Extract the line that contains "Expected: one pin per instance of the white boat, each" and every line after it to the end of the records below, exactly as written and nothing else.

[LISTED RECORDS]
★ ★ ★

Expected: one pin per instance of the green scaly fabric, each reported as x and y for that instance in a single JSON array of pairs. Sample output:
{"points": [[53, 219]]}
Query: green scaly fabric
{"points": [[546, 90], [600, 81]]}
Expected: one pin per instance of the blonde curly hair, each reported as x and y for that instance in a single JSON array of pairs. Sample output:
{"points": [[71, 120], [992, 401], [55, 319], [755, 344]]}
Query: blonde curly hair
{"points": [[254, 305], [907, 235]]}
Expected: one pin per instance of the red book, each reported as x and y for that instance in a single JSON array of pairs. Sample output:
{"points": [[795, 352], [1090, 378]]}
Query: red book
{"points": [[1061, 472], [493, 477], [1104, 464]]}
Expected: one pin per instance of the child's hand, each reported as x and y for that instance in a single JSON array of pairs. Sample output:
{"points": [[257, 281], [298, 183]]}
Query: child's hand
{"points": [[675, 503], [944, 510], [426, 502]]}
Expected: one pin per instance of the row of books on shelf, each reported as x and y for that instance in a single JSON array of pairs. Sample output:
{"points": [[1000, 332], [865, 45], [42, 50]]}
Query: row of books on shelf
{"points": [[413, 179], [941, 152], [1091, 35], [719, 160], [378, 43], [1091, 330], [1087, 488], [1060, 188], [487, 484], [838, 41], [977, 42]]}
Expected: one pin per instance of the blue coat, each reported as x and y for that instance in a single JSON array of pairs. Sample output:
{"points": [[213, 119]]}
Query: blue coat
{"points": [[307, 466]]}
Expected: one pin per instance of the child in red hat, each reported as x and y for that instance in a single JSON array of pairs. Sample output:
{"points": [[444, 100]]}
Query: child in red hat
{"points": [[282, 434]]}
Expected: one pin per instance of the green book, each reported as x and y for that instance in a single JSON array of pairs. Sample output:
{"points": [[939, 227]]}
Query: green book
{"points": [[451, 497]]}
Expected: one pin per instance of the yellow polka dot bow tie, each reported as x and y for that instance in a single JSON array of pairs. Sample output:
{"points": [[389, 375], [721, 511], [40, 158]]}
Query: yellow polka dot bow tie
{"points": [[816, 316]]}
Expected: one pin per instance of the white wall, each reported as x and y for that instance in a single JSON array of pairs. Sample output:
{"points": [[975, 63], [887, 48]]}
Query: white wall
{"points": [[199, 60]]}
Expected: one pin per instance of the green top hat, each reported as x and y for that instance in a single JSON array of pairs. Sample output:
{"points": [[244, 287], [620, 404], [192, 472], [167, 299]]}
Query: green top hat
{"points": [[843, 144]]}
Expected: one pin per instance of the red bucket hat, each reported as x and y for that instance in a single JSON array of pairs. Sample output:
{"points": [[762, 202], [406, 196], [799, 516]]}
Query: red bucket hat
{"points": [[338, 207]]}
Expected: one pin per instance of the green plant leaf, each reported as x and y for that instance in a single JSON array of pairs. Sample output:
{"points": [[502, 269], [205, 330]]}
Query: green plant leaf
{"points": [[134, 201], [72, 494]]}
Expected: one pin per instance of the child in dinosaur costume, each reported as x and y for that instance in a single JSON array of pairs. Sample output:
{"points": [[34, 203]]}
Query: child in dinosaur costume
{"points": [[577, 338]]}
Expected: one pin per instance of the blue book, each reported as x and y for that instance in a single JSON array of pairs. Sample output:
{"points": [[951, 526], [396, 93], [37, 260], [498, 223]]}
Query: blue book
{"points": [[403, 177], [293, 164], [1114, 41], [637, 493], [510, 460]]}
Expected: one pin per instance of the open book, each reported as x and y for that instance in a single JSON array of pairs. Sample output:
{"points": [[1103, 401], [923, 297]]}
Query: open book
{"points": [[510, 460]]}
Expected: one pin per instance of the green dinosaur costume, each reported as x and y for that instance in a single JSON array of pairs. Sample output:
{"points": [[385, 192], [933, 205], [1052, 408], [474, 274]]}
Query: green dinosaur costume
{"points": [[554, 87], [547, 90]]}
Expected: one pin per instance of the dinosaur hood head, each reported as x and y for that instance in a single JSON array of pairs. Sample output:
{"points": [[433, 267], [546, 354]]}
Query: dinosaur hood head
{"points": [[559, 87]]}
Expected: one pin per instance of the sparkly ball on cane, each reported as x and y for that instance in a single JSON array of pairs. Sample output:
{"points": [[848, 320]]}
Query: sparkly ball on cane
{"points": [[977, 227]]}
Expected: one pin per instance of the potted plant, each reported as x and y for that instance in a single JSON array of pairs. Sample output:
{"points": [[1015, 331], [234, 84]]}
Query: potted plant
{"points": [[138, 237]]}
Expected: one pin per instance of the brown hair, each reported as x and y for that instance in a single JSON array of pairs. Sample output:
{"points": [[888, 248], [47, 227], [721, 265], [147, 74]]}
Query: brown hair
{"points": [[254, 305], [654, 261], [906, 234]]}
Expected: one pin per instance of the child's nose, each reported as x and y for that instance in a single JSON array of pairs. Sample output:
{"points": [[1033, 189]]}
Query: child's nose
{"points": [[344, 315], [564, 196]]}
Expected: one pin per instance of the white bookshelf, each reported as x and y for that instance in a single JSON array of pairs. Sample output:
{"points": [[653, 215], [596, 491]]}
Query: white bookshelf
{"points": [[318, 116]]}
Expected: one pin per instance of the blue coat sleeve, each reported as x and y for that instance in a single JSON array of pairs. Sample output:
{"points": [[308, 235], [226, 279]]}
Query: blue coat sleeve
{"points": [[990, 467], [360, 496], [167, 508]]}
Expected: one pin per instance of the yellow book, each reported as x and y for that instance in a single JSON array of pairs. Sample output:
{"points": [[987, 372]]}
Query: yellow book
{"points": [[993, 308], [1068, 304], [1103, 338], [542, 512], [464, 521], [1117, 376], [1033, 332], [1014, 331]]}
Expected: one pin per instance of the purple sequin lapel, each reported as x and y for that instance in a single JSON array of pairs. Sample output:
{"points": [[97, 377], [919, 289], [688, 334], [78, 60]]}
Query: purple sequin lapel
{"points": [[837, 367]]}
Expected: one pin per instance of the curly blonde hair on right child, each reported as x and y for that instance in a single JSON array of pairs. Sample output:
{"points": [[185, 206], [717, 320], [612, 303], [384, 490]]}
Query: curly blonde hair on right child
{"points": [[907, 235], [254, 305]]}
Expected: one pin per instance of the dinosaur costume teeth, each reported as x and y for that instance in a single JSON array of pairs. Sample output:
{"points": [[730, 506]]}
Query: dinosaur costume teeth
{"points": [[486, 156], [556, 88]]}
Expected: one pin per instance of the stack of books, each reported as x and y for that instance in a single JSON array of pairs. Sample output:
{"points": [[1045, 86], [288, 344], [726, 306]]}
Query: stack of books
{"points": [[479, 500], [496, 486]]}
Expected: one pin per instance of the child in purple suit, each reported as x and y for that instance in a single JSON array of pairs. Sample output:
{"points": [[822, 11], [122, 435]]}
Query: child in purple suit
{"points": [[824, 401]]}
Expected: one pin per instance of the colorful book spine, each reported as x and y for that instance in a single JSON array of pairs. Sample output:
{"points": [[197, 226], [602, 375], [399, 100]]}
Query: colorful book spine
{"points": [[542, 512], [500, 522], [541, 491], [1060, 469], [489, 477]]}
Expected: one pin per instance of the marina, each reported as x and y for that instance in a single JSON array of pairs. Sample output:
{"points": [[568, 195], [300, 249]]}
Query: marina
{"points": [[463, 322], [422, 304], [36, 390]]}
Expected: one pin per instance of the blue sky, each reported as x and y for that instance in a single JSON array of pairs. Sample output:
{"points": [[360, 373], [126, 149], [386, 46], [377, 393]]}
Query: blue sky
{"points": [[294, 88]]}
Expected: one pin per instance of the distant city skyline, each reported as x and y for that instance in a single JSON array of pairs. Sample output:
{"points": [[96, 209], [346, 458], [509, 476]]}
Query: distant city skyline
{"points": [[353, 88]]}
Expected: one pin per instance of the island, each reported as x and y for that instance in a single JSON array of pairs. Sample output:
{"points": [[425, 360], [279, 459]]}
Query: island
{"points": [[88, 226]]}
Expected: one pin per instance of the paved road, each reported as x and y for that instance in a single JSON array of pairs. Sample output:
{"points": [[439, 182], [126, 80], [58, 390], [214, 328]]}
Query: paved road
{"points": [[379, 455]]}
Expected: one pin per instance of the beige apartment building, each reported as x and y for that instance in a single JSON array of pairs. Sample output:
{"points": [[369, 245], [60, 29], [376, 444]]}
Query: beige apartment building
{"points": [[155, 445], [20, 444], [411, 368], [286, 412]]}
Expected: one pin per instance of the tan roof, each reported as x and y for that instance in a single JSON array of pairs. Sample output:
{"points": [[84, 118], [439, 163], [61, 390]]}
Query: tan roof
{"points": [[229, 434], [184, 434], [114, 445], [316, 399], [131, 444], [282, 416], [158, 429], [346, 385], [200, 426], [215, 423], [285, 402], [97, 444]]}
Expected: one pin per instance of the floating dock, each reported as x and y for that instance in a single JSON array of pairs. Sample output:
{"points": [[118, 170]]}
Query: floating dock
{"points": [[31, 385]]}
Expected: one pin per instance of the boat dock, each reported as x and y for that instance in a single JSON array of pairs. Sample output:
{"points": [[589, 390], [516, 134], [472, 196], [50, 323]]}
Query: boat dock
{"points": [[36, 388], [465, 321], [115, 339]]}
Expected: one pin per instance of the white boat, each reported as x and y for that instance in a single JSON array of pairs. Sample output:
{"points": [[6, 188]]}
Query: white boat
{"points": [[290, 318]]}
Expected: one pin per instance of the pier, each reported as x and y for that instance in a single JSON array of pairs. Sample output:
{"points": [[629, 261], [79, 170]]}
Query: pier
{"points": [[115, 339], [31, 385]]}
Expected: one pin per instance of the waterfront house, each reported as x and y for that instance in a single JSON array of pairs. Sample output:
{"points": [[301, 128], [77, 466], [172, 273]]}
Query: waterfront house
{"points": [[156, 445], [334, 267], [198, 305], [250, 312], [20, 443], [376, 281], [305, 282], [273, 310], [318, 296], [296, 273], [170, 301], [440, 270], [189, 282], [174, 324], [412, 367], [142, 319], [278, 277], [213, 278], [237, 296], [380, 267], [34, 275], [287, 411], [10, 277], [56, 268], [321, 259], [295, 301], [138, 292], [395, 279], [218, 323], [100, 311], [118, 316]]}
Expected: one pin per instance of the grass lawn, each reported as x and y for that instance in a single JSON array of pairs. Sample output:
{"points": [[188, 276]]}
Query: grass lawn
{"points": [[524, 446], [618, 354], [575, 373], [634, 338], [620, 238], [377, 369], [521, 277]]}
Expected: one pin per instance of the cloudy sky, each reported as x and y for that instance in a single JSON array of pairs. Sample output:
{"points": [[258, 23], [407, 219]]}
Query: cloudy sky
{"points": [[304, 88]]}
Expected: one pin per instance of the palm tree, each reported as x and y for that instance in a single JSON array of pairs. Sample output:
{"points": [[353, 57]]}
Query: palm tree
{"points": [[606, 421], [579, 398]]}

★ ★ ★

[RESPONSE TO THIS TASK]
Expected: one pin per instance of the white boat, each reported as x and y for that instance in a single JSON array of pairs. Sample output:
{"points": [[6, 188]]}
Query: white boat
{"points": [[290, 318]]}
Expected: one pin per instance of the pier, each reported as x and y for that instance in a single JSON array of pairs. Sample output:
{"points": [[629, 261], [79, 170]]}
Query: pier
{"points": [[115, 339], [31, 385]]}
Expected: one pin per instance of the waterfront house, each reported as x and y for that instance in a single JSON array of pairs. Sample output:
{"points": [[301, 128], [77, 466], [172, 273]]}
Query: waterfront house
{"points": [[156, 445], [334, 267], [198, 305], [250, 312], [20, 443], [376, 281], [305, 282], [273, 310], [318, 296], [296, 273], [170, 301], [440, 270], [189, 282], [174, 324], [412, 367], [142, 319], [278, 277], [213, 278], [237, 296], [380, 267], [34, 275], [287, 411], [10, 277], [56, 268], [321, 259], [295, 301], [138, 292], [395, 279], [218, 323], [100, 311], [118, 316]]}
Expected: one pin per instance of the grass lawn, each reported as x and y for that instance in a single JSON array of pairs. Sample output:
{"points": [[188, 276]]}
Query: grass lawn
{"points": [[524, 446], [618, 354], [575, 373], [634, 338], [620, 238], [377, 369], [521, 277]]}
Expected: one pin per instance of the cloudy sky, each reported as x and y for that instance in a single JSON array of pairs. Sample output:
{"points": [[258, 23], [407, 219]]}
Query: cloudy sky
{"points": [[304, 88]]}
Expected: one pin per instance of the palm tree, each reported as x and y for that instance in a single JSON array of pairs. Sample output:
{"points": [[353, 57]]}
Query: palm tree
{"points": [[606, 421], [579, 398]]}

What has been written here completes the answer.